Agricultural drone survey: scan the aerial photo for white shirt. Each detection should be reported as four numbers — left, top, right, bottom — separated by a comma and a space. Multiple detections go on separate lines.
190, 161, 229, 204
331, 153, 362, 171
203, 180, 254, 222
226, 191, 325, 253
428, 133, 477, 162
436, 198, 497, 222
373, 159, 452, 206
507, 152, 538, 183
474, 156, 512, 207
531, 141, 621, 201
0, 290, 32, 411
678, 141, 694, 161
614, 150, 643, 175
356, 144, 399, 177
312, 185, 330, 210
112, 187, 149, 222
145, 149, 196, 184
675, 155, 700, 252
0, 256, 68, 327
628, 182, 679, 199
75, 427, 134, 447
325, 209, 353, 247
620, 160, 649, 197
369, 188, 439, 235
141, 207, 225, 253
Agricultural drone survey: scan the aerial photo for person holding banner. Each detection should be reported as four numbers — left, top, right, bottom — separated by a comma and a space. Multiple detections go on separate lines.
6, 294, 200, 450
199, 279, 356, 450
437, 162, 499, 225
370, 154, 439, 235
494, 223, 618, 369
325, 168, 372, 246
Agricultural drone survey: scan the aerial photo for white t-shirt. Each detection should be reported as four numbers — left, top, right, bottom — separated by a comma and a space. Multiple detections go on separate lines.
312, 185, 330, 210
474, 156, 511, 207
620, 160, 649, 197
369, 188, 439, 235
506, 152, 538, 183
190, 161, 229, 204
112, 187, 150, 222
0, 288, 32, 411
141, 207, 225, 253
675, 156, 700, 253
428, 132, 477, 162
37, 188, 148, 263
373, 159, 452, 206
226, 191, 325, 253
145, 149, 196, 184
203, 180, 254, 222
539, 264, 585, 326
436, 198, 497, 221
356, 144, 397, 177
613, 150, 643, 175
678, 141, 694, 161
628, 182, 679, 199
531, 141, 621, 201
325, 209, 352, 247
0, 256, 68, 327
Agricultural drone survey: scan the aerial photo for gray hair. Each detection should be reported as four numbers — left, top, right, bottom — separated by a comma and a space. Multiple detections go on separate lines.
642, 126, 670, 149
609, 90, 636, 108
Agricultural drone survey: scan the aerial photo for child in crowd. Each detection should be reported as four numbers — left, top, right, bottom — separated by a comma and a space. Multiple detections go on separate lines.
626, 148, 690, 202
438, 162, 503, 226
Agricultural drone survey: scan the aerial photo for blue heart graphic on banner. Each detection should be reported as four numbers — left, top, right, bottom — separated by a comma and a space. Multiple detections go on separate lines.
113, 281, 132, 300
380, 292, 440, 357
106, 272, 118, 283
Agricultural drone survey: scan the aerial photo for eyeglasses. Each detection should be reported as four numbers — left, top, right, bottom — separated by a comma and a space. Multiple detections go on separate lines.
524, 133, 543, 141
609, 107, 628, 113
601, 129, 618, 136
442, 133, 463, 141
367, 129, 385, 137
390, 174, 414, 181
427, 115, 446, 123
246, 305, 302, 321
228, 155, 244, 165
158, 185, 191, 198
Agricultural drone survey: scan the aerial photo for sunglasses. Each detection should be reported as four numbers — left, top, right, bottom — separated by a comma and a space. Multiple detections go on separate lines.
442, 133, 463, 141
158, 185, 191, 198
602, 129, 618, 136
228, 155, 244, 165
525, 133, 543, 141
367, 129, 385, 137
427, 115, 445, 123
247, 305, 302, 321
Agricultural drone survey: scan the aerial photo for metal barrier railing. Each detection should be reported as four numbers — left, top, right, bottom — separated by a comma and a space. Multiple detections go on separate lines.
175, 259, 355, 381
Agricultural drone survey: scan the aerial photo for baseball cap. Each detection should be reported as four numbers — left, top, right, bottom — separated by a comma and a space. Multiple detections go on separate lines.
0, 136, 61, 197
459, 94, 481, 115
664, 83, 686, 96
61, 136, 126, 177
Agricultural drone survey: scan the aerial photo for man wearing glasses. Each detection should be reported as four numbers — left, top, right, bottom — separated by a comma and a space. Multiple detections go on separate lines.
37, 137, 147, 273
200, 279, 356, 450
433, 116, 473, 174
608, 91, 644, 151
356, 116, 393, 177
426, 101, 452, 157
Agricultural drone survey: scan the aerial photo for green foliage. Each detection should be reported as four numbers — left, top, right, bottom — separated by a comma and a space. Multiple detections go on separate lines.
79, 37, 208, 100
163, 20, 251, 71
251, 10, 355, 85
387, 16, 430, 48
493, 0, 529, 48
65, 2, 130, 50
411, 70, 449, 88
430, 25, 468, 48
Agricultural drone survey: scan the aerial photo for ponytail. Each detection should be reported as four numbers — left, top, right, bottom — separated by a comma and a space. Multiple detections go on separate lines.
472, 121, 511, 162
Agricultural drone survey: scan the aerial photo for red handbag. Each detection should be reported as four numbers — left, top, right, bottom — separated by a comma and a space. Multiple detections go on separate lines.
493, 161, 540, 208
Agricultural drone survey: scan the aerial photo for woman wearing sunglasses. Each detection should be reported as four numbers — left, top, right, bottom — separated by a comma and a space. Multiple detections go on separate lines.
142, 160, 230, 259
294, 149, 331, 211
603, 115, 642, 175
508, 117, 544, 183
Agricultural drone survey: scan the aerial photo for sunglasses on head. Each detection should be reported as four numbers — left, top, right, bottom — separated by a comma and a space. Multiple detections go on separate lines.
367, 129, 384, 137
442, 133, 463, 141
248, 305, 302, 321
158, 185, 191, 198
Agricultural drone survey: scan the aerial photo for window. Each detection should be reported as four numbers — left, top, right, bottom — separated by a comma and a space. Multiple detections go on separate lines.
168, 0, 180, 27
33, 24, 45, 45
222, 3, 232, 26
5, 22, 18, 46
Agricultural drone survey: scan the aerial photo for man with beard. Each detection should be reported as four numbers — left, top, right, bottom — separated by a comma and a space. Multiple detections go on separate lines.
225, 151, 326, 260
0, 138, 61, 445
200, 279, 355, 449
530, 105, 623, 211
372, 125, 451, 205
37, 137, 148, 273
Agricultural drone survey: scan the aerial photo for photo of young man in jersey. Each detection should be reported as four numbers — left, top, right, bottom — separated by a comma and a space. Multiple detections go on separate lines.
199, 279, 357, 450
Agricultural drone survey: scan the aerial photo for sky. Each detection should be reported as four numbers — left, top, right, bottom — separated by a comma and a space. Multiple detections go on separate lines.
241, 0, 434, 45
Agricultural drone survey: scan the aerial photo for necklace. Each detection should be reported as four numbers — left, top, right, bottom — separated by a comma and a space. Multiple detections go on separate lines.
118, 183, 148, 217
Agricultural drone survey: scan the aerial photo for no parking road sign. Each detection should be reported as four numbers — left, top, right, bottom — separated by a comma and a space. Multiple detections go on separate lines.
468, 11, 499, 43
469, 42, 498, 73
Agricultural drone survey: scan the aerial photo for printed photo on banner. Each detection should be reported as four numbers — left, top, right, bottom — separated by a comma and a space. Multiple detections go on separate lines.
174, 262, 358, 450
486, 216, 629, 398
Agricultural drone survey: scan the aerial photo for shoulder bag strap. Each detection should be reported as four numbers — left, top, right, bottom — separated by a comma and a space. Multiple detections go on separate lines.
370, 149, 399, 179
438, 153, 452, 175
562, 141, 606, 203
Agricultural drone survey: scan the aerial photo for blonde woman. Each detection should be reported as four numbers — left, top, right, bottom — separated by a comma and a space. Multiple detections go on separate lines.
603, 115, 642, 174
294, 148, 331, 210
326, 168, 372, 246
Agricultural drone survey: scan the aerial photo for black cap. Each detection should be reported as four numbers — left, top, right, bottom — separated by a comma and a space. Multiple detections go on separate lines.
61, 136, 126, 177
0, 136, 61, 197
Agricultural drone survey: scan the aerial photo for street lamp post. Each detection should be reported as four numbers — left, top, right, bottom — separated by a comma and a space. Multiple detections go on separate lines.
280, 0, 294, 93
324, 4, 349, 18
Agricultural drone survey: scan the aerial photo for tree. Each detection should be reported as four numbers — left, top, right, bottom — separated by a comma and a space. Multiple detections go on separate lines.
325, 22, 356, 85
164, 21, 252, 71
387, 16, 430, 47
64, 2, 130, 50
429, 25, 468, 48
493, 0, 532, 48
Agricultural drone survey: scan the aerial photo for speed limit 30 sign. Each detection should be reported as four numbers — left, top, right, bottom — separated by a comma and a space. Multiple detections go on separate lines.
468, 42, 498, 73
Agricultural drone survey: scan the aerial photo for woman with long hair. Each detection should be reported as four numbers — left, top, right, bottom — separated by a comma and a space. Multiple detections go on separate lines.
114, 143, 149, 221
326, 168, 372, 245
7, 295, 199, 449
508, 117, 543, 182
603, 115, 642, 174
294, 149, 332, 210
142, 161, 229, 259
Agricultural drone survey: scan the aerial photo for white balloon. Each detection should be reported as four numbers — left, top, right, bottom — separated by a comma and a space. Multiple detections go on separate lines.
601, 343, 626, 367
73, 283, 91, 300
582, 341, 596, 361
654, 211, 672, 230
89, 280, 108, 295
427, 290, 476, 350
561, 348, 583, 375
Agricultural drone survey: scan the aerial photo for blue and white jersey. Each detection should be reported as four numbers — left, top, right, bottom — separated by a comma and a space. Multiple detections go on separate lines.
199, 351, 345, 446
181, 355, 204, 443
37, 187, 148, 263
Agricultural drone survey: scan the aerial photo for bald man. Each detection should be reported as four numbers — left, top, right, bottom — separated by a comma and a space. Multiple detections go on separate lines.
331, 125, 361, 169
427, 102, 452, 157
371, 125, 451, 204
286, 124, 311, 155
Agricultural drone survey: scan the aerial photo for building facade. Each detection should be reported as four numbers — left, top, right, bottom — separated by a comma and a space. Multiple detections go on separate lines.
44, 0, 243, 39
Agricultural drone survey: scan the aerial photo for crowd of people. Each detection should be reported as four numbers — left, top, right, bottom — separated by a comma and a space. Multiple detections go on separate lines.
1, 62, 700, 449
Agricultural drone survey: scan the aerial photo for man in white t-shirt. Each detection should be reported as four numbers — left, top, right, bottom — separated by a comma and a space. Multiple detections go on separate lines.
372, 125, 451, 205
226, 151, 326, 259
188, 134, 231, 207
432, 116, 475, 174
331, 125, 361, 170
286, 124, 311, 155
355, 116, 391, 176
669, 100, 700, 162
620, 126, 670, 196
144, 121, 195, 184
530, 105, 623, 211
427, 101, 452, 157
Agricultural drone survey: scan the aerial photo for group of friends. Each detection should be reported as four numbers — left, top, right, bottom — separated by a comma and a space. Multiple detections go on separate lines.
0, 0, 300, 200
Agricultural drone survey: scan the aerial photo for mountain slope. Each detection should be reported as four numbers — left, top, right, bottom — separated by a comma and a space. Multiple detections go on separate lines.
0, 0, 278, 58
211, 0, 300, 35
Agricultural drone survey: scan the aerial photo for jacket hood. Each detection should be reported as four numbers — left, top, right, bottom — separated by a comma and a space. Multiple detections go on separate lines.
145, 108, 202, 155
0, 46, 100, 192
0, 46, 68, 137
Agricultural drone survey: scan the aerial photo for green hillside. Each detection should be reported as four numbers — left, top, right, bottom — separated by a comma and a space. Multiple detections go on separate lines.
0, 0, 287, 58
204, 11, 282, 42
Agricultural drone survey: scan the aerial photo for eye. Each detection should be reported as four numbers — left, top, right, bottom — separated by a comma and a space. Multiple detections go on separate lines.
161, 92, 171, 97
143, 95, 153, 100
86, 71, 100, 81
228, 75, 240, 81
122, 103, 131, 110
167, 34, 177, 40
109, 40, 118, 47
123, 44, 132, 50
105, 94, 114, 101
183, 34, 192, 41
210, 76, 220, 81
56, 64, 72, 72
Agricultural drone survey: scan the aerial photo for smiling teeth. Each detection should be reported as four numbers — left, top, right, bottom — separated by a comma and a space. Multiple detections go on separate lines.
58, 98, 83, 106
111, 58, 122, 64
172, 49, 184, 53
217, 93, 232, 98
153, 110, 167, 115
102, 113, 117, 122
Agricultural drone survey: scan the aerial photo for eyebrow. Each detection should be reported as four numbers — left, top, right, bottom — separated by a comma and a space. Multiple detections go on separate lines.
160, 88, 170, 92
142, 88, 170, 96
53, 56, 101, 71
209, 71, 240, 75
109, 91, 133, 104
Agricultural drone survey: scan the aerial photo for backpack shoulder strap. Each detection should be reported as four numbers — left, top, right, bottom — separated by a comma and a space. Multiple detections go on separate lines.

____

**Exercise:**
Print the line that contains "Agricultural drone survey: scan the aerial photo for smiling", then every later line of the entries above up to and including the last, all exactly as written.

**Solution to the exercise:**
Agricultural drone survey: scan the aerial photo for smiling teeth. Each detection should be reported as four numbers — left, top, right, bottom — separated by a comma and a space. Multiple detections go on separate lines.
58, 98, 83, 106
111, 58, 122, 64
172, 49, 184, 53
217, 93, 232, 98
153, 110, 167, 115
102, 113, 117, 122
Agricultural drone survey: scan the aerial photo for eyebrow. Each detection should be reported as four numbers — left, top, right, bottom — separated by a comma and a space. Multiple detections go on separate lines.
160, 88, 170, 92
142, 88, 170, 96
53, 56, 101, 71
209, 71, 240, 75
109, 91, 133, 104
Agricultural drone survey: scan the aerial photo for backpack shoulder strap. Each detection should be reported as four numbers — left, top, right, bottom — separated by a comma and a space. Multiple detections go on separate lines.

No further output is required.